((

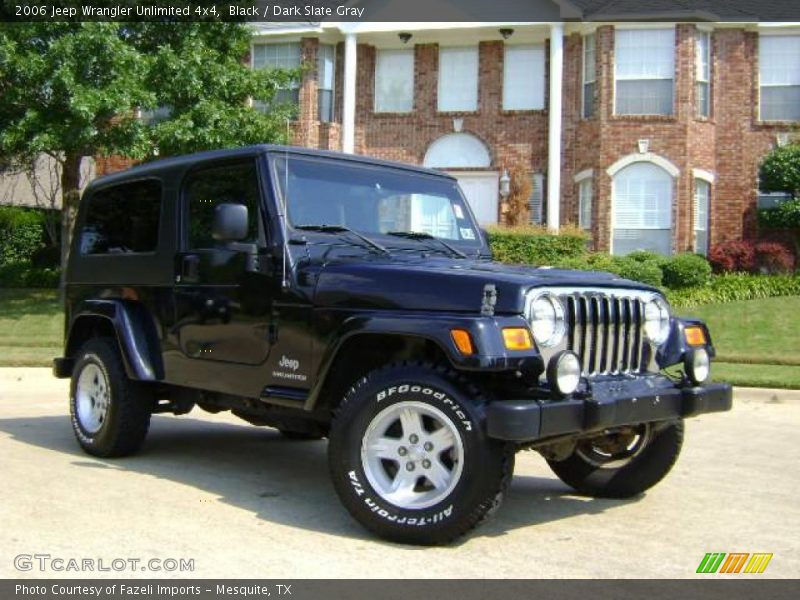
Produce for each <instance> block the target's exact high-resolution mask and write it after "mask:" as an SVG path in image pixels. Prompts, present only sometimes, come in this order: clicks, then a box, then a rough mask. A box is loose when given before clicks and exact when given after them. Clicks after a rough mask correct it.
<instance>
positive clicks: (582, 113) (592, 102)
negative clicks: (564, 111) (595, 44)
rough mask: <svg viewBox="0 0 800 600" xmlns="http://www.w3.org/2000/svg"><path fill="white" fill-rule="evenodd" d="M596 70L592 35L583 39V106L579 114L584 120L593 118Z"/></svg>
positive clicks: (584, 37)
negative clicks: (594, 88)
mask: <svg viewBox="0 0 800 600" xmlns="http://www.w3.org/2000/svg"><path fill="white" fill-rule="evenodd" d="M596 68H597V63H596V59H595V37H594V34H593V33H592V34H589V35H587V36H584V38H583V106H582V109H581V114H582V115H583V118H584V119H589V118H591V117H593V116H594V88H595V80H596V75H595V73H596Z"/></svg>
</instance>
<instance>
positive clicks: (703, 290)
mask: <svg viewBox="0 0 800 600" xmlns="http://www.w3.org/2000/svg"><path fill="white" fill-rule="evenodd" d="M797 295H800V277H798V276H793V275H770V276H764V275H752V274H749V273H728V274H725V275H718V276H715V277H712V278H711V281H710V282H709V284H707V285H704V286H702V287H695V288H686V289H682V290H677V291H668V292H667V298H668V299H669V301H670V303H671V304H672V305H674V306H697V305H699V304H718V303H722V302H734V301H737V300H755V299H758V298H771V297H774V296H797Z"/></svg>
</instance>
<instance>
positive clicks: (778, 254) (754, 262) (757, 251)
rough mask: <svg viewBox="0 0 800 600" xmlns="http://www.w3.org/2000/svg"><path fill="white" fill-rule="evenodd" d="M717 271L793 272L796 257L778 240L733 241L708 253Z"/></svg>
mask: <svg viewBox="0 0 800 600" xmlns="http://www.w3.org/2000/svg"><path fill="white" fill-rule="evenodd" d="M708 261H709V262H710V263H711V266H712V268H713V269H714V272H715V273H791V272H792V271H793V270H794V264H795V258H794V255H793V254H792V252H791V251H790V250H789V249H788V248H787V247H786V246H784V245H783V244H781V243H778V242H758V243H757V244H754V243H753V242H749V241H732V242H723V243H722V244H717V245H716V246H714V247H713V248H711V252H709V253H708Z"/></svg>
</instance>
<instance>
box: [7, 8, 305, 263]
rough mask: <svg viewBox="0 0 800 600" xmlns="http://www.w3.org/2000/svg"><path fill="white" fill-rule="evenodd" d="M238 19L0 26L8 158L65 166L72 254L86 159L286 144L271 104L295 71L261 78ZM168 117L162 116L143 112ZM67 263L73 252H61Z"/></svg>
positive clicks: (174, 153)
mask: <svg viewBox="0 0 800 600" xmlns="http://www.w3.org/2000/svg"><path fill="white" fill-rule="evenodd" d="M250 37H251V34H250V31H249V30H248V28H247V26H246V25H243V24H239V23H220V22H213V21H209V22H193V23H113V22H112V23H54V22H31V23H13V24H12V23H2V24H0V159H2V160H3V161H4V162H6V163H8V164H17V165H22V164H26V163H28V164H29V163H30V162H31V161H32V160H35V157H36V156H38V155H40V154H42V153H44V154H47V155H49V156H51V157H52V158H53V159H54V160H56V161H58V163H59V165H60V179H61V191H62V197H63V213H64V214H63V218H62V223H63V231H62V248H64V249H66V248H68V245H67V244H68V240H69V237H70V235H69V234H70V231H71V225H72V221H73V215H74V210H75V207H76V205H77V201H78V197H79V184H80V177H81V172H80V164H81V159H82V158H83V157H86V156H90V157H91V156H104V155H105V156H108V155H121V156H124V157H129V158H133V159H137V160H148V159H151V158H153V157H155V156H167V155H171V154H179V153H185V152H192V151H197V150H205V149H211V148H223V147H230V146H240V145H246V144H253V143H262V142H280V141H284V140H285V135H286V129H287V127H286V123H287V119H288V118H289V116H290V112H291V108H290V107H286V106H283V107H280V106H274V107H273V108H272V109H271V110H270V111H257V110H254V109H252V108H251V107H250V101H251V99H254V100H259V101H261V102H265V103H268V102H269V101H270V100H272V99H273V98H274V95H275V92H276V91H277V90H278V89H279V88H281V87H283V86H286V85H287V84H288V83H289V82H290V81H291V80H292V79H295V78H297V77H298V75H299V74H298V73H297V72H290V71H263V70H252V69H250V68H249V67H248V65H247V64H246V62H245V59H246V57H247V52H248V51H249V43H250ZM158 108H160V109H162V110H161V111H159V114H160V115H161V117H162V118H159V119H150V120H148V119H141V118H138V116H137V115H138V114H139V111H142V110H144V111H153V110H155V109H158ZM62 255H63V257H64V258H66V252H62Z"/></svg>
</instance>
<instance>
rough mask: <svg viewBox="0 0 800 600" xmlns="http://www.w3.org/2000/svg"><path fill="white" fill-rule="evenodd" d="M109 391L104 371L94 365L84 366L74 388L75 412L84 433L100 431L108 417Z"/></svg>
mask: <svg viewBox="0 0 800 600" xmlns="http://www.w3.org/2000/svg"><path fill="white" fill-rule="evenodd" d="M109 400H110V390H109V385H108V381H107V380H106V375H105V373H104V371H103V370H102V369H101V368H100V367H99V366H98V365H96V364H94V363H88V364H86V365H85V366H84V367H83V369H82V370H81V373H80V375H79V376H78V384H77V385H76V387H75V412H76V413H77V417H78V422H79V423H80V424H81V427H83V429H84V430H85V431H86V433H89V434H93V433H97V432H98V431H100V428H101V427H102V426H103V423H105V420H106V416H107V415H108V404H109Z"/></svg>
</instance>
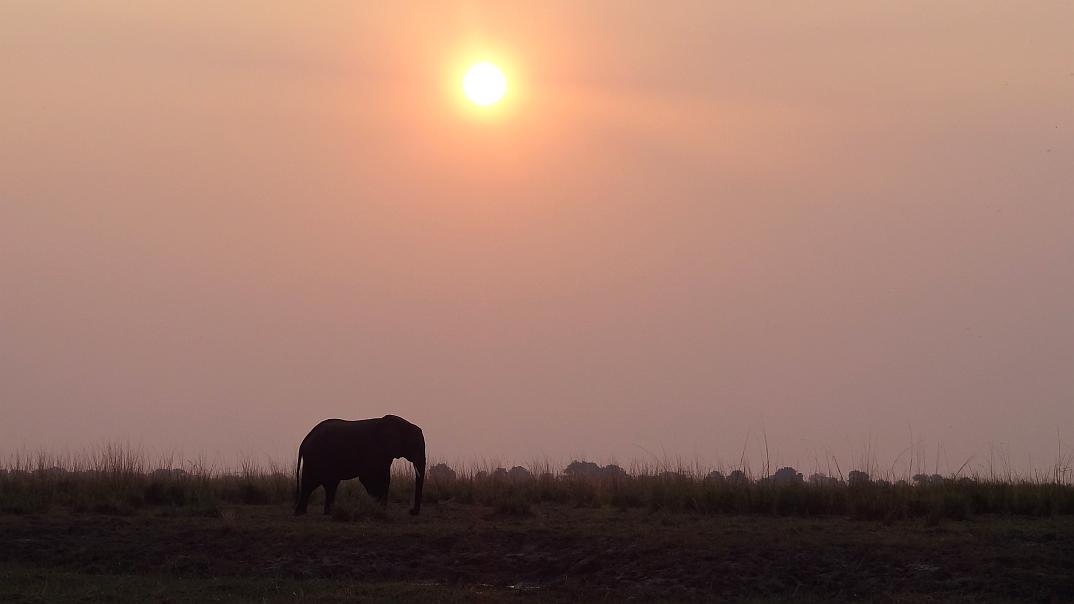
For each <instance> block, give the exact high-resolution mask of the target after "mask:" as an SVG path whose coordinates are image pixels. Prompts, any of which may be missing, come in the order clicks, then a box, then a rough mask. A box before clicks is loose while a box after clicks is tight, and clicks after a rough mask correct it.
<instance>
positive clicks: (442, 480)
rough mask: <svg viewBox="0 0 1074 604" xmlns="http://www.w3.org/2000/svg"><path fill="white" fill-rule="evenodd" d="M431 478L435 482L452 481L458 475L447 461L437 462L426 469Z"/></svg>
mask: <svg viewBox="0 0 1074 604" xmlns="http://www.w3.org/2000/svg"><path fill="white" fill-rule="evenodd" d="M425 474H426V475H427V476H429V479H430V480H433V481H434V483H450V481H452V480H454V479H455V478H456V477H458V475H456V474H455V471H454V470H452V469H451V468H450V466H449V465H448V464H447V463H437V464H436V465H433V466H431V468H430V469H429V470H426V471H425Z"/></svg>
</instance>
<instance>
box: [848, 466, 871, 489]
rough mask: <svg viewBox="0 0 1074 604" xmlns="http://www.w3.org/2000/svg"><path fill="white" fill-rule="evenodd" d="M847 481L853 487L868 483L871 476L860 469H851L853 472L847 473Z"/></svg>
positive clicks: (869, 479)
mask: <svg viewBox="0 0 1074 604" xmlns="http://www.w3.org/2000/svg"><path fill="white" fill-rule="evenodd" d="M846 481H847V483H848V484H850V486H852V487H860V486H862V485H868V484H869V483H870V478H869V474H866V473H865V472H861V471H860V470H851V473H850V474H847V475H846Z"/></svg>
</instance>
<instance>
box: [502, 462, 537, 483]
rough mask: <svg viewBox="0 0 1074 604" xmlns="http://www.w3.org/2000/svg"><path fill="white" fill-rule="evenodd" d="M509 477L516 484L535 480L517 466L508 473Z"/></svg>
mask: <svg viewBox="0 0 1074 604" xmlns="http://www.w3.org/2000/svg"><path fill="white" fill-rule="evenodd" d="M507 477H508V478H510V479H511V480H512V481H514V483H528V481H529V480H533V478H534V475H533V474H531V473H529V471H528V470H526V469H525V468H522V466H521V465H516V466H514V468H512V469H511V470H510V471H509V472H508V473H507Z"/></svg>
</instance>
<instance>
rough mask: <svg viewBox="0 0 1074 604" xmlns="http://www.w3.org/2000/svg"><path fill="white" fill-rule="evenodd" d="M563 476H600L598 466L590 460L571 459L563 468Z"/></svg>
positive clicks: (585, 476) (591, 478) (599, 468)
mask: <svg viewBox="0 0 1074 604" xmlns="http://www.w3.org/2000/svg"><path fill="white" fill-rule="evenodd" d="M563 474H564V476H567V477H568V478H584V479H594V478H599V477H600V466H599V465H597V464H596V463H593V462H592V461H578V460H577V459H576V460H575V461H571V462H570V463H569V464H568V465H567V468H565V469H564V470H563Z"/></svg>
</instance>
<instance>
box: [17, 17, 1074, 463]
mask: <svg viewBox="0 0 1074 604" xmlns="http://www.w3.org/2000/svg"><path fill="white" fill-rule="evenodd" d="M580 6H582V8H580ZM1071 24H1074V4H1071V3H1070V2H1047V1H1041V2H1031V3H1018V2H984V1H974V2H945V3H942V4H935V3H929V2H898V3H888V4H887V5H881V4H876V3H868V4H866V3H860V2H851V1H847V2H825V3H822V4H819V5H811V6H805V5H799V4H786V3H767V2H753V3H748V4H742V3H726V4H723V3H716V2H709V1H703V2H701V1H699V2H686V1H683V2H674V3H670V4H667V5H665V6H663V8H657V5H656V4H655V3H644V2H638V3H624V2H584V3H578V2H541V3H539V8H534V6H525V8H524V5H523V4H522V3H517V4H513V3H512V4H511V5H510V6H508V5H506V3H500V2H488V3H485V2H461V3H448V2H427V3H424V2H423V3H413V4H408V5H405V3H402V2H392V3H387V2H369V3H367V4H364V5H363V4H360V3H351V2H313V3H294V2H279V3H275V4H274V3H265V2H227V3H219V2H183V3H151V2H145V3H142V2H137V3H130V2H118V1H105V2H95V3H92V5H90V4H87V3H77V2H47V3H46V2H39V1H21V0H16V1H15V2H6V3H5V4H4V6H3V8H0V73H2V74H3V78H2V81H3V89H2V92H0V451H10V450H15V449H19V448H41V447H43V448H49V449H54V450H58V449H64V448H77V447H83V446H86V445H93V444H99V443H103V442H108V441H124V442H128V441H129V442H131V443H136V444H141V445H144V446H146V447H150V448H155V449H176V448H178V449H182V450H184V451H186V452H188V454H191V455H194V454H207V455H220V456H233V455H252V456H273V457H278V458H285V457H286V456H289V455H292V451H293V449H294V448H295V447H296V445H297V443H299V441H300V440H301V438H302V436H303V435H304V434H305V433H306V431H307V430H308V429H309V428H310V427H311V426H313V425H314V423H315V422H316V421H318V420H319V419H322V418H325V417H345V418H361V417H372V416H379V415H383V414H386V413H396V414H398V415H402V416H404V417H406V418H408V419H410V420H412V421H415V422H416V423H418V425H420V426H422V427H423V428H424V429H425V432H426V434H427V436H429V443H430V449H431V454H432V455H434V456H436V457H439V458H444V459H449V460H469V459H473V458H492V459H502V460H506V461H523V462H524V461H528V460H531V459H533V458H538V457H550V458H553V459H556V460H558V459H566V458H569V457H572V456H576V457H577V456H585V457H590V458H593V459H597V460H608V459H618V460H620V461H625V460H630V459H635V458H638V459H642V460H645V459H651V457H650V455H651V454H652V455H656V456H658V457H662V456H665V455H667V456H683V457H685V458H687V459H690V460H694V459H699V460H702V461H703V462H713V463H715V462H723V463H727V464H730V463H736V462H737V461H738V459H739V457H740V455H741V452H742V449H743V443H744V441H745V440H746V437H748V435H749V438H750V443H749V445H748V447H746V448H748V451H749V455H750V456H751V457H752V458H753V459H754V460H755V463H756V460H758V459H759V457H760V456H761V455H763V454H761V452H760V450H761V449H759V448H758V443H760V441H759V434H760V432H761V431H763V430H764V431H765V432H767V436H768V441H769V447H770V451H771V455H772V456H773V458H774V462H777V463H789V464H794V465H797V466H798V468H799V470H811V469H812V466H813V465H814V460H815V459H817V458H822V459H823V458H824V456H825V451H826V450H830V451H831V452H832V454H834V455H838V456H839V457H840V460H841V462H842V463H844V464H850V465H853V464H854V463H857V462H858V461H859V460H860V457H861V456H862V452H863V451H865V450H866V448H867V447H871V449H872V450H873V451H874V454H875V455H876V457H877V459H879V461H880V462H881V463H882V464H889V463H891V462H892V461H894V460H896V459H897V457H898V455H899V452H900V451H901V450H903V449H904V448H906V447H908V446H910V445H911V444H912V443H913V444H914V445H915V449H916V450H918V455H919V456H920V457H923V458H925V459H927V460H928V464H929V465H930V466H931V465H932V464H933V462H934V460H935V458H937V447H938V446H939V447H942V451H943V454H942V455H943V457H942V458H941V462H940V470H941V471H943V470H944V468H945V463H946V464H949V465H950V466H953V468H950V470H955V469H957V466H958V465H960V464H961V462H962V461H964V460H966V459H967V458H969V457H970V456H975V457H974V458H973V463H975V464H979V463H983V462H986V461H987V457H988V455H989V450H996V451H1002V450H1006V451H1008V455H1010V456H1011V458H1012V461H1013V462H1015V463H1016V464H1018V465H1019V466H1022V468H1025V466H1028V464H1029V463H1030V461H1032V464H1033V465H1036V466H1039V468H1045V466H1047V465H1049V464H1050V463H1053V461H1054V459H1055V455H1056V442H1057V434H1058V435H1059V437H1061V438H1062V440H1063V442H1064V445H1065V446H1068V447H1070V450H1072V451H1074V279H1072V274H1074V272H1072V271H1074V35H1072V34H1071ZM482 53H484V54H488V55H490V56H492V57H493V58H496V59H498V60H500V61H503V62H504V63H505V70H506V71H508V73H507V75H508V78H509V80H510V81H511V84H510V85H511V88H510V92H509V97H508V103H507V104H506V105H505V109H504V110H503V111H502V112H499V115H496V116H494V117H491V118H488V117H482V116H479V115H476V114H475V112H474V111H471V110H467V109H465V107H464V106H463V102H462V100H461V98H460V96H459V90H458V77H461V73H459V72H458V68H459V66H460V64H465V61H466V60H467V59H468V58H469V57H470V56H476V55H480V54H482ZM923 451H927V452H923ZM944 459H947V461H946V462H945V461H944ZM845 470H846V468H845V465H844V471H845Z"/></svg>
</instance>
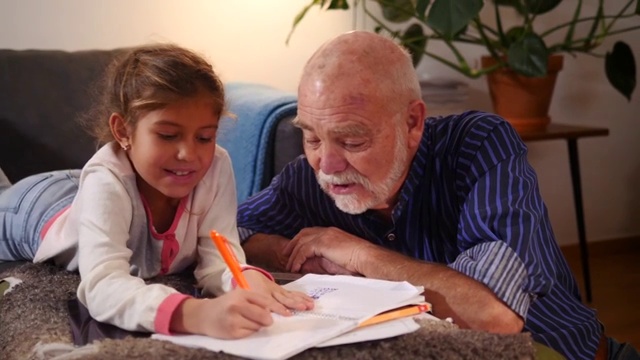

))

• **WORK TO COMPLETE**:
Restate word for word the entries above, starting at the line with "positive clicks: (442, 480)" and ending at the line with "476H600L598 466L590 460L571", inclusive, and no others.

• **TASK RESULT**:
positive clicks: (442, 480)
rough mask: <svg viewBox="0 0 1074 604" xmlns="http://www.w3.org/2000/svg"><path fill="white" fill-rule="evenodd" d="M431 478L435 482L452 481L458 475L447 461L437 462L426 469Z"/></svg>
mask: <svg viewBox="0 0 1074 604" xmlns="http://www.w3.org/2000/svg"><path fill="white" fill-rule="evenodd" d="M425 474H426V475H427V476H429V479H430V480H433V481H434V483H450V481H452V480H454V479H455V478H456V477H458V475H456V474H455V471H454V470H452V469H451V468H450V466H449V465H448V464H447V463H437V464H436V465H433V466H431V468H430V469H429V470H426V471H425Z"/></svg>
</instance>
<instance>
box: [848, 466, 871, 489]
rough mask: <svg viewBox="0 0 1074 604" xmlns="http://www.w3.org/2000/svg"><path fill="white" fill-rule="evenodd" d="M847 481L853 487L868 483L871 476L860 469H851L853 472L847 473Z"/></svg>
positive clicks: (869, 479)
mask: <svg viewBox="0 0 1074 604" xmlns="http://www.w3.org/2000/svg"><path fill="white" fill-rule="evenodd" d="M846 481H847V483H848V484H850V486H852V487H860V486H862V485H868V484H869V483H870V478H869V474H866V473H865V472H861V471H860V470H851V473H850V474H847V475H846Z"/></svg>
</instance>
<instance>
box: [502, 462, 537, 483]
rough mask: <svg viewBox="0 0 1074 604" xmlns="http://www.w3.org/2000/svg"><path fill="white" fill-rule="evenodd" d="M509 477L516 484L535 480L517 466L508 473Z"/></svg>
mask: <svg viewBox="0 0 1074 604" xmlns="http://www.w3.org/2000/svg"><path fill="white" fill-rule="evenodd" d="M507 477H508V478H510V479H511V480H512V481H514V483H528V481H529V480H533V478H534V475H533V474H531V473H529V471H528V470H526V469H525V468H522V466H521V465H516V466H514V468H512V469H511V470H510V471H509V472H508V473H507Z"/></svg>
</instance>
<instance>
rough mask: <svg viewBox="0 0 1074 604" xmlns="http://www.w3.org/2000/svg"><path fill="white" fill-rule="evenodd" d="M563 476H600L598 466L590 460L571 459L563 468Z"/></svg>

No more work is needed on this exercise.